(Stored records)
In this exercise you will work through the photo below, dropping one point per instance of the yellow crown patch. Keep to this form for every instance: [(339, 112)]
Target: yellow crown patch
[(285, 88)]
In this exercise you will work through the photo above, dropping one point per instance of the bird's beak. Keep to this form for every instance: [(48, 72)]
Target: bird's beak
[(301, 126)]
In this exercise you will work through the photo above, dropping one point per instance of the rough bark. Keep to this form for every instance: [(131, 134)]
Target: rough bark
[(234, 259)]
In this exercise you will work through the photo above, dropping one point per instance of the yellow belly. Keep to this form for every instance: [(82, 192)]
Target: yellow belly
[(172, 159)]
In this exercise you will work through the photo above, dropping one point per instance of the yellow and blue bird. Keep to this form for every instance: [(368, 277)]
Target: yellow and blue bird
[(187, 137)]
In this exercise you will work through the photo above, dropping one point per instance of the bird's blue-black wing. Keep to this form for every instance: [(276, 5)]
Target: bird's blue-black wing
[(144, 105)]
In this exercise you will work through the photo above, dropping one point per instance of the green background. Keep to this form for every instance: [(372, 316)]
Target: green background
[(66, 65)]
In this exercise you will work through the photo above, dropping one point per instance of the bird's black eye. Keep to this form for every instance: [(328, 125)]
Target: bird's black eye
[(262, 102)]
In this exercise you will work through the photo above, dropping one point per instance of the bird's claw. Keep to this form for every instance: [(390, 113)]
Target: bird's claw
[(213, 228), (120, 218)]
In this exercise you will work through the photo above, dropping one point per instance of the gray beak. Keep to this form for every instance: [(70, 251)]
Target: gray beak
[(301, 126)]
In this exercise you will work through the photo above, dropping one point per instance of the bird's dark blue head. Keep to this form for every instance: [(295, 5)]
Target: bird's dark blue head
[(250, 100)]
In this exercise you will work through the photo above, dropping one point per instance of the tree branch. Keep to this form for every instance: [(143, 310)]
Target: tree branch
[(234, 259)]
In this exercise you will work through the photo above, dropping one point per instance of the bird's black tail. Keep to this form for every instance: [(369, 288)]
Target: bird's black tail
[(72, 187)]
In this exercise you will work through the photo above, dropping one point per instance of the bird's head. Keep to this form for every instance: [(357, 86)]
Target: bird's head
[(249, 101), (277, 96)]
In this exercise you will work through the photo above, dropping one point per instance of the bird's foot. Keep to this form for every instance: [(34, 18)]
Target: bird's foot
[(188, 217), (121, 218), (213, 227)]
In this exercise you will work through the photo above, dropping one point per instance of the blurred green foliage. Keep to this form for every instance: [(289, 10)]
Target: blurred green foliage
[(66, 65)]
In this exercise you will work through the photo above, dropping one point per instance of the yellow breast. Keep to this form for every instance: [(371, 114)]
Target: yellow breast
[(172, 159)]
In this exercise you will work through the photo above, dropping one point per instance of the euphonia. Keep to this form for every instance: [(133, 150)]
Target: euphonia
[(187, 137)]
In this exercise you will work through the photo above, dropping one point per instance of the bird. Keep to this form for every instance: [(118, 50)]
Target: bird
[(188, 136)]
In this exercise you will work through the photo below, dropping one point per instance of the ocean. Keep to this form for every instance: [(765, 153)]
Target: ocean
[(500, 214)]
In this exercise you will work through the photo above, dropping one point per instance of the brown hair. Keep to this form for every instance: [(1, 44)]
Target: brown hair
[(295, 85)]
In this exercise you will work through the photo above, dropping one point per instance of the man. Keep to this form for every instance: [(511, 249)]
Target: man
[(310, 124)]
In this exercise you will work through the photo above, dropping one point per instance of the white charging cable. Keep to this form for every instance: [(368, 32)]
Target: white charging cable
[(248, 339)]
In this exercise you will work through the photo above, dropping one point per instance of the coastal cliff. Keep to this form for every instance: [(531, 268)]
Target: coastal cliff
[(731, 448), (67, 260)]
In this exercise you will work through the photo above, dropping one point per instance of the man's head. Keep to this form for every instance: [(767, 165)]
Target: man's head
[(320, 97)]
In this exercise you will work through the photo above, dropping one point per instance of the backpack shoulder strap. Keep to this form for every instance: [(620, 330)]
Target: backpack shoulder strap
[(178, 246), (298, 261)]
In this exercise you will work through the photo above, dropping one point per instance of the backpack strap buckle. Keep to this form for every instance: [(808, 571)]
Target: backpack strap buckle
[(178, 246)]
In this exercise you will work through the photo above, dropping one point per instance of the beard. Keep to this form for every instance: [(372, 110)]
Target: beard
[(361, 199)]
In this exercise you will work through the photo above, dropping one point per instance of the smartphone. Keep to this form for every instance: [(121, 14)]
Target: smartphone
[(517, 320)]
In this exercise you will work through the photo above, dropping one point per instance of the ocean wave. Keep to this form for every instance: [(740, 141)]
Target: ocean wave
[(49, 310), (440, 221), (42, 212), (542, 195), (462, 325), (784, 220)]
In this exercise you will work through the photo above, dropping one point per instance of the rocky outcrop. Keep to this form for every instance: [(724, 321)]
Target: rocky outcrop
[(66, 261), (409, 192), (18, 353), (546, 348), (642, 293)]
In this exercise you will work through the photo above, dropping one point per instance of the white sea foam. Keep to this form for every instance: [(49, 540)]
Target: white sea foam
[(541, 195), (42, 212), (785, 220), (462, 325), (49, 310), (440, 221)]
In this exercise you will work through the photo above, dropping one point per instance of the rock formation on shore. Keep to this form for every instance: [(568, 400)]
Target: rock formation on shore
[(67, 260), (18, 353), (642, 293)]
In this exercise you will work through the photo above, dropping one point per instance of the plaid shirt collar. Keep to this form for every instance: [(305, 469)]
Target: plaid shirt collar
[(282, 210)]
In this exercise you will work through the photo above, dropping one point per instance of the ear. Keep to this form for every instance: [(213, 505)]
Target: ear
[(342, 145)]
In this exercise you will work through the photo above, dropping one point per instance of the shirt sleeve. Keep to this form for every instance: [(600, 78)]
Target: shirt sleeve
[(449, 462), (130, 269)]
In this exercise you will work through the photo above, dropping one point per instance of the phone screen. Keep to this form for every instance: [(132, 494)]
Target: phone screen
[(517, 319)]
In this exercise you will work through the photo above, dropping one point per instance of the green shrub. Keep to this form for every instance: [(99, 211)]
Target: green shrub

Aim of the task: Would you set down every record again, exactly as it appears above?

Solution:
In this exercise you will work through the photo below, dropping one point per instance of the yellow crown patch. Keep to this form for every instance: [(339, 112)]
Target: yellow crown patch
[(285, 88)]
In this exercise you will work through the photo above, dropping one point per instance of the bird's beak. Keep to this form for every instance: [(48, 72)]
Target: bird's beak
[(301, 126)]
In this exercise you will work through the photo above, dropping one point per instance of the rough bark. Keep to this form for every instance: [(131, 134)]
Target: rough bark
[(234, 259)]
In this exercise you will work through the photo above, dropping one point per instance of the yellow belly. Keep to this form for every instance: [(82, 192)]
Target: yellow belly
[(172, 159)]
In this exercise you will work through the photo above, dropping one point per instance of the yellow and blue bird. Keep to this form for every instance: [(368, 277)]
Target: yellow and blue bird
[(187, 137)]
In this exercise you will work through the photo above, dropping one point per instance of the bird's blue-black wing. Keep to this form for every instance: [(276, 5)]
Target: bird's blue-black wing
[(144, 105)]
In this exercise you will work through the photo above, dropping one point per instance of the green background. Keep to this form for every instance: [(372, 316)]
Target: green background
[(66, 65)]
In this exercise you will work through the photo above, dropping one point per instance of the bird's black eye. Keep to this form for every instance: [(328, 125)]
Target: bird's black eye
[(262, 102)]
In this exercise you will work through the photo above, dropping one point per instance of the bird's claw. Keep to this form for every instance: [(390, 113)]
Target: bird's claw
[(213, 228), (120, 218)]
In this exercise you will work through the photo above, dropping one point per instance of the gray beak. Keep to this form for every instance: [(70, 251)]
Target: gray beak
[(301, 126)]
In this exercise you will work through the photo above, dropping one point per instance of the bird's dark blue head. Keep to this form for every instance: [(295, 5)]
Target: bird's dark blue head
[(250, 100)]
In this exercise you will work through the photo above, dropping one point per instance of the tree branch. Keep to this form for every instance: [(143, 310)]
Target: tree branch
[(234, 259)]
In this exercise you will work through the photo above, dropping one point per instance of the bird's black tail. Keep to this form for every instance: [(369, 288)]
Target: bird's black tail
[(72, 187)]
In this exercise you will work through the photo above, dropping one point per instance of the bird's head. Keep to this form for every instance: [(357, 86)]
Target: bird's head
[(249, 101), (277, 96)]
In this exercise you will work through the photo above, dropping one point per instance of the bird's foot. Keep to this form for every instance: [(34, 18)]
Target: bird's foot
[(188, 217), (121, 218), (213, 227)]
In this exercise you will work through the photo above, dropping one point per instance of the blurred green foliage. Keep to this form for every instance: [(289, 10)]
Target: blurred green foliage
[(66, 65)]
In this exercise you will work through the photo above, dropping one point per instance of the yellow breast. Keep to this form for every instance: [(371, 114)]
Target: yellow breast
[(172, 159)]
In this exercise you will work through the photo above, dropping one point per instance of the euphonia. Keep to this form for every instance: [(133, 150)]
Target: euphonia
[(187, 137)]
In this exercise you will work through the photo above, dropping one point per instance of the bird. Keep to this form for every instance: [(118, 50)]
Target: bird
[(188, 136)]
In this exercise you will work through the photo below, dropping one point per instance of the ocean. Keep to this form for every instance: [(765, 153)]
Target: ocean
[(500, 214)]
In this exercise you will work through the photo above, dropping one point per instance of the brown hair. Keep to this form for every instance: [(1, 44)]
Target: brown hair
[(295, 85)]
In this exercise you will work through the photo above, dropping one point per instance of the man. Keep to this form for every instance: [(511, 249)]
Target: man
[(310, 124)]
In this exercise you will work through the photo above, dropping one point per instance of the white charging cable. Keep to this form for every instance: [(368, 32)]
Target: white charging cable
[(248, 339)]
In this exercise you will work through the photo above, dropping one point per instance of the coastal cliff. Keep to this form for every instance: [(531, 268)]
Target: coastal cliff
[(731, 448), (67, 260)]
In this exercise you will work through the photo above, dropping one point per instance of the man's head. Keep to this form for every instance: [(767, 165)]
Target: man's head
[(320, 97)]
In this exercise you will work through the photo above, dropping one point per instance of the backpack shoulder strap. Keep to this form for every instance: [(620, 330)]
Target: backpack shoulder strap
[(178, 246), (298, 261)]
In this exercise you will work through the photo above, dropping one point per instance of the backpack strap buckle. Keep to this form for every instance: [(808, 571)]
Target: backpack strap buckle
[(178, 246)]
In this exercise you will work through the photo above, dropping one point per instance of the beard. Keep to this form for every instance: [(372, 110)]
Target: beard
[(361, 199)]
In this exercise you will work through the photo above, dropping one point per instance of the smartphone. Keep to this form for every instance: [(121, 14)]
Target: smartphone
[(517, 320)]
In this exercise you will work through the photo above, dropping one point per instance of the ocean wave. Keep to this form for every instance: [(740, 141)]
Target: ocean wave
[(49, 310), (440, 221), (42, 212), (542, 195), (462, 325), (784, 220)]
In this exercise you will work through the photo above, dropping one point per instance of the rocky outcrop. Keep to this form for every instance: [(724, 321)]
Target: rocky outcrop
[(66, 261), (409, 192), (18, 353), (546, 348), (642, 293)]
In this exercise you will work through the photo above, dropping one point per instance of the white sea foam. Keep to this form for every instance: [(49, 540)]
Target: white sea foam
[(541, 195), (42, 212), (785, 220), (462, 325), (49, 310), (440, 221)]
In this exercise you will work through the photo above, dropping one point per instance of the rock formation on shore. Keep to this form for every instance: [(568, 400)]
Target: rock formation on shore
[(67, 260), (18, 353), (642, 293)]
In this exercise you will work through the photo above, dropping one point per instance of the plaid shirt collar. Keep to this form for every instance: [(305, 469)]
Target: plaid shirt collar
[(282, 210)]
In this exercise you will work through the photo above, dropping one point per instance of the ear. Keep to this form for every instance: [(213, 505)]
Target: ear
[(342, 145)]
In this exercise you will work through the photo above, dropping one point per instance of the shirt sleeve. Keep to this form for every instance: [(600, 78)]
Target: shirt sleeve
[(449, 462), (130, 269)]
In this exercise you will work through the photo above, dropping one point per instance of the phone screen. Keep to this form for every instance: [(132, 494)]
Target: phone screen
[(517, 319)]
In this exercise you will work through the photo above, dropping one point per instance of the green shrub. Keep to this form for every instance: [(99, 211)]
Target: green shrub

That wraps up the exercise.